___ The records ___

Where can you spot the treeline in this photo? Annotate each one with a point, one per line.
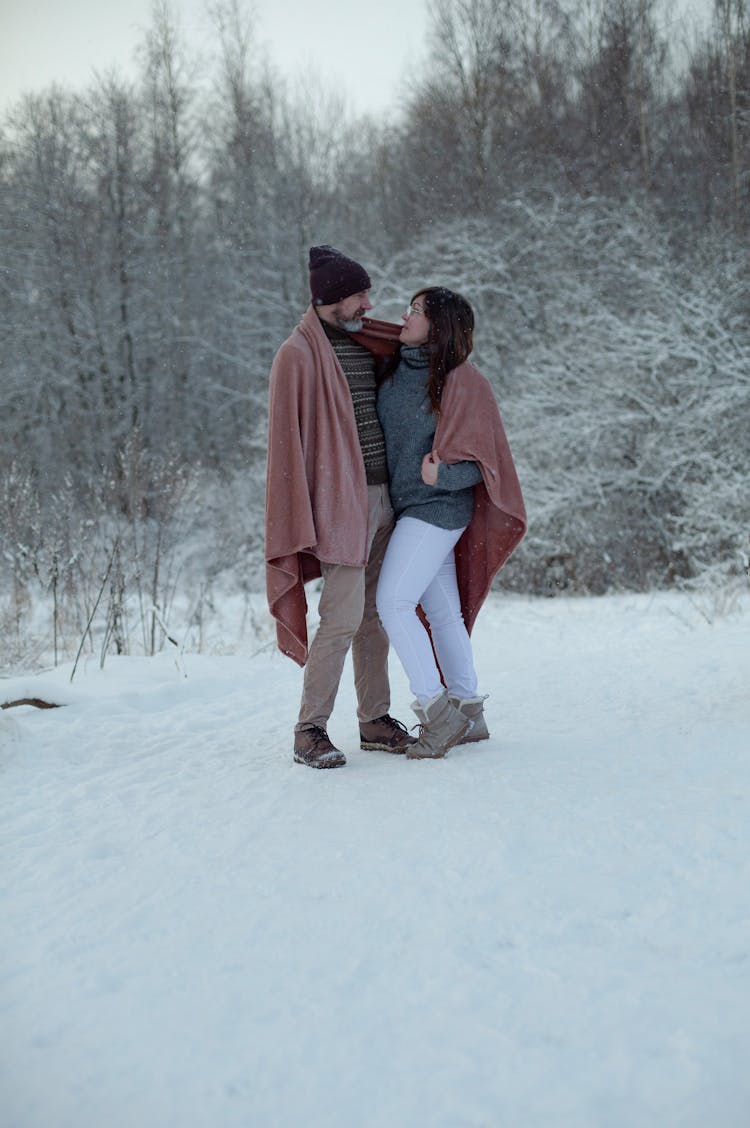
(582, 174)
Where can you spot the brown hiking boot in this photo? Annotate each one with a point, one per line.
(385, 734)
(442, 726)
(314, 748)
(474, 708)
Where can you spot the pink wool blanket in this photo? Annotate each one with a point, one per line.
(316, 488)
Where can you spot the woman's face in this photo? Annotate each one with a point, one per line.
(416, 324)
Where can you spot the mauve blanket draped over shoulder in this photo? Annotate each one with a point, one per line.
(316, 488)
(470, 428)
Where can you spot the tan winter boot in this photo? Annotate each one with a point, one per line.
(441, 726)
(474, 708)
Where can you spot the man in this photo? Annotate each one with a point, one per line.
(327, 507)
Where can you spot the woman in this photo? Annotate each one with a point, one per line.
(459, 513)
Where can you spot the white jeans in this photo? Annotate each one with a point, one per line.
(420, 567)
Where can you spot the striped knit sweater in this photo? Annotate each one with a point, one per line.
(358, 363)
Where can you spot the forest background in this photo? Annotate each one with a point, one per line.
(580, 172)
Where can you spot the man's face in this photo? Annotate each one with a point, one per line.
(349, 313)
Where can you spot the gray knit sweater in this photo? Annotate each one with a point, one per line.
(409, 428)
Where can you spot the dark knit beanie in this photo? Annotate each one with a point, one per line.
(334, 276)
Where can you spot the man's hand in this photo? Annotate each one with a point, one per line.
(430, 465)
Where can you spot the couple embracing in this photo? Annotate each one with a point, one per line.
(390, 477)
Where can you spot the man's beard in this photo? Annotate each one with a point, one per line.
(350, 324)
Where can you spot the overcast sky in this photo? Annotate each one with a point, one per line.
(363, 50)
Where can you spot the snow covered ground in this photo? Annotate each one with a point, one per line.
(552, 928)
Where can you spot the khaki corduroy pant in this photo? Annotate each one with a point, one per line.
(349, 617)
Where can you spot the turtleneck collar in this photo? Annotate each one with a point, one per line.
(415, 355)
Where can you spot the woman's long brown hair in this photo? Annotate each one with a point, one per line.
(450, 337)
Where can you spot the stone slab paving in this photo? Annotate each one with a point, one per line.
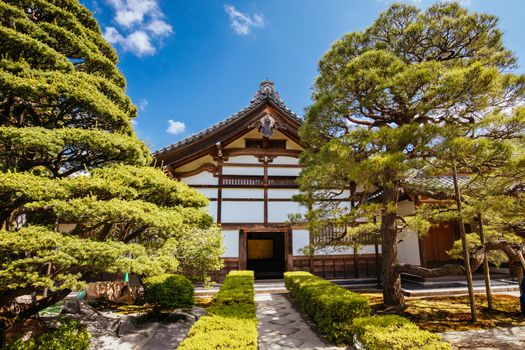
(512, 338)
(282, 327)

___

Task objective. Nothing but the lines from the line containing "Where can you spot the man's face" through the end of the records belongs in the answer, written out exactly, both ends included, without pictures.

Result of the exercise.
Where can you spot the man's face in this photo? Annotate each one with a point, one per line.
(349, 313)
Where can you spot the gray knit sweater in this photo? Annotate each one with a point, one per line.
(409, 428)
Where can you spot the dark knit beanie in this photo? Annotate each one with a point, one per line.
(334, 276)
Where can you spot the man's hand in this photo? Annotate each one with a point, one per line.
(430, 465)
Where can you spot the couple embracing in this photo? Annotate each one with a point, one per line.
(390, 477)
Where can you spot the man's beard in this photo? Annotate each one with a point, one per line.
(350, 324)
Where can you spot the overcast sky in this photo? Annotate each one with a point, one per line.
(363, 50)
Where can you spot the snow covered ground in this photo? Annotate each one with a point, one per line.
(552, 928)
Where can you spot the khaki corduroy pant in this photo? Annotate each one with a point, one per line.
(349, 617)
Where can you spot the turtleneck collar in this photo? Annotate each one with a point, one per line.
(415, 355)
Where can you spot the woman's long brown hair in this photo? Annotate each one with a point, one per line.
(450, 337)
Where can you spot the stone slab paving in this photo? Annotate each one with a point, one per line.
(512, 338)
(282, 327)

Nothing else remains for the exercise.